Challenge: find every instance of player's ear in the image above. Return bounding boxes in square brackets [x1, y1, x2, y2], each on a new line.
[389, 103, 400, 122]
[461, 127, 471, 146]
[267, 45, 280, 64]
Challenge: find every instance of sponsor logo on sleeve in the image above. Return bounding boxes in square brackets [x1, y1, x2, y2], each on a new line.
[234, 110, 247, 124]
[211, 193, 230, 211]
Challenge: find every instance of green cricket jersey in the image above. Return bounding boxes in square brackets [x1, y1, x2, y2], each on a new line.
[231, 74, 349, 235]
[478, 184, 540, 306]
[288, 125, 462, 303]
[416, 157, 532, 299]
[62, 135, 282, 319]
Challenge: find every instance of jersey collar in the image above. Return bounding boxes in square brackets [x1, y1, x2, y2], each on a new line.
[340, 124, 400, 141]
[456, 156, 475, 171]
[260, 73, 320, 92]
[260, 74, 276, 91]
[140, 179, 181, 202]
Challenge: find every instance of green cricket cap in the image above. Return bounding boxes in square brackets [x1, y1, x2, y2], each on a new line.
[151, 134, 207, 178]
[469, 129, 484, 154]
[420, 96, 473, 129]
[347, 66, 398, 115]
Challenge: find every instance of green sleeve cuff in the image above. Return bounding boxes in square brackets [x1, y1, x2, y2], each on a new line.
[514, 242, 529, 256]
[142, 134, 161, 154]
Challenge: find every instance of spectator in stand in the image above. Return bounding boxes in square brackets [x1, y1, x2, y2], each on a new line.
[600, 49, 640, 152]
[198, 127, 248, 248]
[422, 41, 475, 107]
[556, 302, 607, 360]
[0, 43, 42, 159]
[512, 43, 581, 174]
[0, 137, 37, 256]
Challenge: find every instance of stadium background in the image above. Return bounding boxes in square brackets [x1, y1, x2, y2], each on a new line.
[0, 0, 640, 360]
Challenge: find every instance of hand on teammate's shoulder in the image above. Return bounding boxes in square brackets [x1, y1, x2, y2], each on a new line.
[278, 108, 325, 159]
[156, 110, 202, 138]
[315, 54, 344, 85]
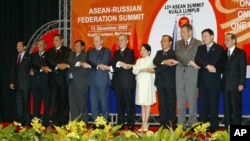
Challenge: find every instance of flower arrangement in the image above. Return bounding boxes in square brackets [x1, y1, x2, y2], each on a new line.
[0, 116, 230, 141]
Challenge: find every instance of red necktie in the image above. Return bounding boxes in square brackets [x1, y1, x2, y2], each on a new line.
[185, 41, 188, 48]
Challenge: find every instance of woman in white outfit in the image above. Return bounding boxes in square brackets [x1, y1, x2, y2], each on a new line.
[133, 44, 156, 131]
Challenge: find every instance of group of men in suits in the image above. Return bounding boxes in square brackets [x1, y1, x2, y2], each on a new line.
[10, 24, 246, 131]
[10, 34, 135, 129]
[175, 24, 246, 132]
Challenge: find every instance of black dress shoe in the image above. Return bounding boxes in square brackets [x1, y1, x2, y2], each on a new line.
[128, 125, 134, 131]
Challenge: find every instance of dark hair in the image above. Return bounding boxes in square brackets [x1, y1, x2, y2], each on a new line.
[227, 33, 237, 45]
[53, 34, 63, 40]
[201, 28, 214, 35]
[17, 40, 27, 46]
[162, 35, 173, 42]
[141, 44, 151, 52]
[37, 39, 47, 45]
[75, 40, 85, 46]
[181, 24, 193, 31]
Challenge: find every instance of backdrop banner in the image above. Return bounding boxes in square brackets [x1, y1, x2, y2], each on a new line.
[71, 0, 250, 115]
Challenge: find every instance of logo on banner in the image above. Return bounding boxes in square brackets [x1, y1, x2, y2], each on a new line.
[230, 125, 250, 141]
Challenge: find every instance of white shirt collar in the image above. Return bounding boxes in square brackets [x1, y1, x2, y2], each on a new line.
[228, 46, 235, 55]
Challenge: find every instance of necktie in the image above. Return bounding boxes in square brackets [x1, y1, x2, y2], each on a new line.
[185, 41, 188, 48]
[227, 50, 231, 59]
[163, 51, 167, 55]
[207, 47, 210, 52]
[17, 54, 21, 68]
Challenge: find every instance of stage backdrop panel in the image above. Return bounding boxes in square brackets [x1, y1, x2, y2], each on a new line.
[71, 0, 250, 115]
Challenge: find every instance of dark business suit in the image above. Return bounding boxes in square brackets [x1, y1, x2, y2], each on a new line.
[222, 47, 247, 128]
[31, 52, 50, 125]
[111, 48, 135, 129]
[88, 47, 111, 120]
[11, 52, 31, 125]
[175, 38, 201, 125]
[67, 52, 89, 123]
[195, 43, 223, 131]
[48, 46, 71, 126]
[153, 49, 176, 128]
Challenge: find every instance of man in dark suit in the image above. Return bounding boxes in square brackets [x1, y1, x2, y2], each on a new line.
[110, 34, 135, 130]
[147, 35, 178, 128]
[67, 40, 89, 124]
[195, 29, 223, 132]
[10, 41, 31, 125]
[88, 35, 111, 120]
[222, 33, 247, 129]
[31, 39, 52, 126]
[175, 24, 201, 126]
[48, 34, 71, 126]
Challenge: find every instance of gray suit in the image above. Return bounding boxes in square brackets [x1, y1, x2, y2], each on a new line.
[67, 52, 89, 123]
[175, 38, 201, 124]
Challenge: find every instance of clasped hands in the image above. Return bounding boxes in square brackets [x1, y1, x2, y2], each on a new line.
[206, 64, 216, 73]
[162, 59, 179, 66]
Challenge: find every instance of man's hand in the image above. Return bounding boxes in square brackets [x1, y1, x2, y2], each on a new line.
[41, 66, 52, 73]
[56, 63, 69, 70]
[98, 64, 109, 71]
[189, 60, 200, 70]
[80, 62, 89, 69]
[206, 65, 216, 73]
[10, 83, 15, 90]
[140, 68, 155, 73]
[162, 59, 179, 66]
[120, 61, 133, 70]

========

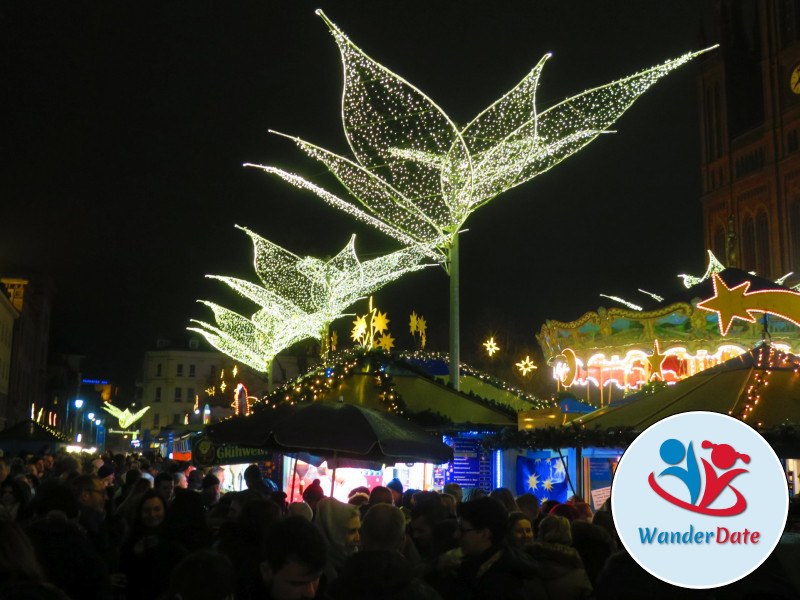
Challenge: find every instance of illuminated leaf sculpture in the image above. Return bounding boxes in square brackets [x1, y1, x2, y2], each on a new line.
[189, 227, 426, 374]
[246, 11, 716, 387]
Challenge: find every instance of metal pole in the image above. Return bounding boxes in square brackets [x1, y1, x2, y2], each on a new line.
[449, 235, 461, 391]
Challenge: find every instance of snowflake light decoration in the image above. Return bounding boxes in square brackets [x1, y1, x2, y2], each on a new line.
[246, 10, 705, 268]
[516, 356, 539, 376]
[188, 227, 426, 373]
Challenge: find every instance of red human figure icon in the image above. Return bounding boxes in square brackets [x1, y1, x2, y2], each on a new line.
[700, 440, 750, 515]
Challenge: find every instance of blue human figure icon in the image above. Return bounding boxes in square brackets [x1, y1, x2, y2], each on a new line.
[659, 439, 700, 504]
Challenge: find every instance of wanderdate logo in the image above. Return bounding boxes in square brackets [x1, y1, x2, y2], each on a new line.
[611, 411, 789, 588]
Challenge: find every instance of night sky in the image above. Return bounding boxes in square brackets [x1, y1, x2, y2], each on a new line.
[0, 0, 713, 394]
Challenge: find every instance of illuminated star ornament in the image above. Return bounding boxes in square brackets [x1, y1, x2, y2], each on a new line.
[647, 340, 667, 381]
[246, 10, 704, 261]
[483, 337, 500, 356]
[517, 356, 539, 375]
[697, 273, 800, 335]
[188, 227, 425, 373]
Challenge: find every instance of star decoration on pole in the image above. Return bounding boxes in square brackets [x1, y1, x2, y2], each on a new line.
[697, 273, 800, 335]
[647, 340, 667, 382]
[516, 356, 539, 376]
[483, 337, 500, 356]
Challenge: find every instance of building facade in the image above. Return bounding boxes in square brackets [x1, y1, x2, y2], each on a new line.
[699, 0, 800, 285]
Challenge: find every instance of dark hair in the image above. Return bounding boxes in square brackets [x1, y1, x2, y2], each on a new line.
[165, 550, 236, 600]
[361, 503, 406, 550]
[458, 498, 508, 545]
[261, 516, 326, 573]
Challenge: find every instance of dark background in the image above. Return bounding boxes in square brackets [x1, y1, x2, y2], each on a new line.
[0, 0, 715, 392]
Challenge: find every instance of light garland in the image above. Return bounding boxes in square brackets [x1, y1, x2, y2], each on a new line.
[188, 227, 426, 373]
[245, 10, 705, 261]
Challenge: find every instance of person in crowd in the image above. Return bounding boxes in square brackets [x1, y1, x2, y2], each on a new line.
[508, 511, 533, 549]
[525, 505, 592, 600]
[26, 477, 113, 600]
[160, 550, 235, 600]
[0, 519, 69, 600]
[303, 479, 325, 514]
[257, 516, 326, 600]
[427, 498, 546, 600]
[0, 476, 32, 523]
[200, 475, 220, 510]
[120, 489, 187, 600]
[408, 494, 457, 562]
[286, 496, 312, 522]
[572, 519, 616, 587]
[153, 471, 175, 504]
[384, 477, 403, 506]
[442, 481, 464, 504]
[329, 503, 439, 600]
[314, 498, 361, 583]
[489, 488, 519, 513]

========

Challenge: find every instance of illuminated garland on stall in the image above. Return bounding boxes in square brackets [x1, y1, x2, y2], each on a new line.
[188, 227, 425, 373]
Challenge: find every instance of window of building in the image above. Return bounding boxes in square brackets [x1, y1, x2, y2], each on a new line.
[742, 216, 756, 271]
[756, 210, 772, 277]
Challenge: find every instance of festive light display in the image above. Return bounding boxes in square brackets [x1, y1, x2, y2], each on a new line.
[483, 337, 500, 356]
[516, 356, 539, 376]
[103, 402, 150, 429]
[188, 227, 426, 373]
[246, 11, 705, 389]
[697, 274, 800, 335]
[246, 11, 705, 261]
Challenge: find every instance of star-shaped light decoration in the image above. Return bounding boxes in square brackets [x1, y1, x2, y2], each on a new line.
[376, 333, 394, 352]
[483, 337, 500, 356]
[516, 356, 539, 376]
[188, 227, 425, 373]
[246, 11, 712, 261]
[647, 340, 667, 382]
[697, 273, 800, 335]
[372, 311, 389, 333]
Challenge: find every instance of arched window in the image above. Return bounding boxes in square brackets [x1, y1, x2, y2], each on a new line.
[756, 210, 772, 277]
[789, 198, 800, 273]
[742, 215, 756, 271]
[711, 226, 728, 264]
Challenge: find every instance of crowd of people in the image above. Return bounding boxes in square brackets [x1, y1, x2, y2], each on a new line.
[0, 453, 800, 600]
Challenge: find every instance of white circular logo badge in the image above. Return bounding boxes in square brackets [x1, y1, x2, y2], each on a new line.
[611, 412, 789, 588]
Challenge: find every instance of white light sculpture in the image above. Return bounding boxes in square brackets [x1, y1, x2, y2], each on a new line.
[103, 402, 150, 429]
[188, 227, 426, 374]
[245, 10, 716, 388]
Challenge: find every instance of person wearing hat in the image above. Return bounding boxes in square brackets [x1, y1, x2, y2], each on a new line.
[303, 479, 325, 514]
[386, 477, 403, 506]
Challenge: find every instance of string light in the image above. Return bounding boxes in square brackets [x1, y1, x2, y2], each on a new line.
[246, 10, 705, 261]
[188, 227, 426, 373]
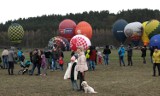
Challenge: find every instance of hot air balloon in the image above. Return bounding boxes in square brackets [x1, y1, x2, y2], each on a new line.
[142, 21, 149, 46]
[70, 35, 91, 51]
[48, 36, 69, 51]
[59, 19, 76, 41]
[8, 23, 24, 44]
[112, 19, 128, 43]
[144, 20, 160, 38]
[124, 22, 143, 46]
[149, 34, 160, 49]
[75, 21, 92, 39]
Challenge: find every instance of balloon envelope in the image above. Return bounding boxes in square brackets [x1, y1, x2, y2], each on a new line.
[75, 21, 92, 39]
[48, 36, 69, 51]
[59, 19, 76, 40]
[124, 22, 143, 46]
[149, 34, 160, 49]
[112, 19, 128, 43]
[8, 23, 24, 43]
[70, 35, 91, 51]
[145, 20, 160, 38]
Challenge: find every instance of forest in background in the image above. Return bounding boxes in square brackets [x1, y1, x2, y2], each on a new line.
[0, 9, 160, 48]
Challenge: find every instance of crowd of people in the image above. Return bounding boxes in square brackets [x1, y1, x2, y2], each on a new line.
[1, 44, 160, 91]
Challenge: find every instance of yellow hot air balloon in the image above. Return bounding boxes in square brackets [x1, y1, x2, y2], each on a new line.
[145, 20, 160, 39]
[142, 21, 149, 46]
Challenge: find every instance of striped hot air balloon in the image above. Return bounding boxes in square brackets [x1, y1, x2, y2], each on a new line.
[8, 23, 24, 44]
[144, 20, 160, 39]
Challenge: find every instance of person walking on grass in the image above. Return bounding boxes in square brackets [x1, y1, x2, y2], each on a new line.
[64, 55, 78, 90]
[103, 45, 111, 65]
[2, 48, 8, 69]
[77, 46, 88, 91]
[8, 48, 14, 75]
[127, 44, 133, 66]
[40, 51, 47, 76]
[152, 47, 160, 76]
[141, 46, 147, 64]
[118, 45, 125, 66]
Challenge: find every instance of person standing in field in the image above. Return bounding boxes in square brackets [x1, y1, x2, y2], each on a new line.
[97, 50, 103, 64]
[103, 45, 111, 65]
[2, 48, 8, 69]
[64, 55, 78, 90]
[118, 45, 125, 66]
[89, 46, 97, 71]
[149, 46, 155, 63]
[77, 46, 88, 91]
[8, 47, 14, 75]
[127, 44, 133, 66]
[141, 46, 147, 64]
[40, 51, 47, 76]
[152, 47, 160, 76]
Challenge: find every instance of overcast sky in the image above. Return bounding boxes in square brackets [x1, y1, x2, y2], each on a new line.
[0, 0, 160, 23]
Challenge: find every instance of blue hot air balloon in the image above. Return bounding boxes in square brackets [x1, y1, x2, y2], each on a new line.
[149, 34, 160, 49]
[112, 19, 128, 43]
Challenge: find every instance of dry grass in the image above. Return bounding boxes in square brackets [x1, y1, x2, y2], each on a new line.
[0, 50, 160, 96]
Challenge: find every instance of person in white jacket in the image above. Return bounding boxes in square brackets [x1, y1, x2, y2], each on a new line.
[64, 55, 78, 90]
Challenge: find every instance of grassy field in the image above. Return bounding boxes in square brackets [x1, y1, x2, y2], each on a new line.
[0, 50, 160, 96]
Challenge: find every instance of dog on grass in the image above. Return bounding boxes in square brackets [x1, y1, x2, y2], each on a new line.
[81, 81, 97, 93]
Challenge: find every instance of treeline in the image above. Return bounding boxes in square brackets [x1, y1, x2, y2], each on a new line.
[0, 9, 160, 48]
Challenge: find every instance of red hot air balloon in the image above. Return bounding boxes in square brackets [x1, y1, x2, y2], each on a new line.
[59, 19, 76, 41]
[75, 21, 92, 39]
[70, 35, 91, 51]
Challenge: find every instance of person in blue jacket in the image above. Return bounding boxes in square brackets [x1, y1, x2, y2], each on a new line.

========

» Tarefa proposta: Pode reescrever o trecho que vai da linha com "Challenge: find every instance of red hot" até a linha com "Challenge: find every instance of person in blue", ambas incluídas, substituindo "blue jacket" por "black jacket" e mantendo todo o resto igual?

» Resposta abaixo:
Challenge: find every instance of red hot air balloon in the image above. Return bounding boxes in square brackets [x1, y1, x2, y2], each on a new line.
[59, 19, 76, 41]
[75, 21, 92, 39]
[70, 35, 91, 51]
Challenge: find every instance of person in black jacket in the image above. Return bounding boxes in square brackets [x1, y1, x2, y2], each on a new line.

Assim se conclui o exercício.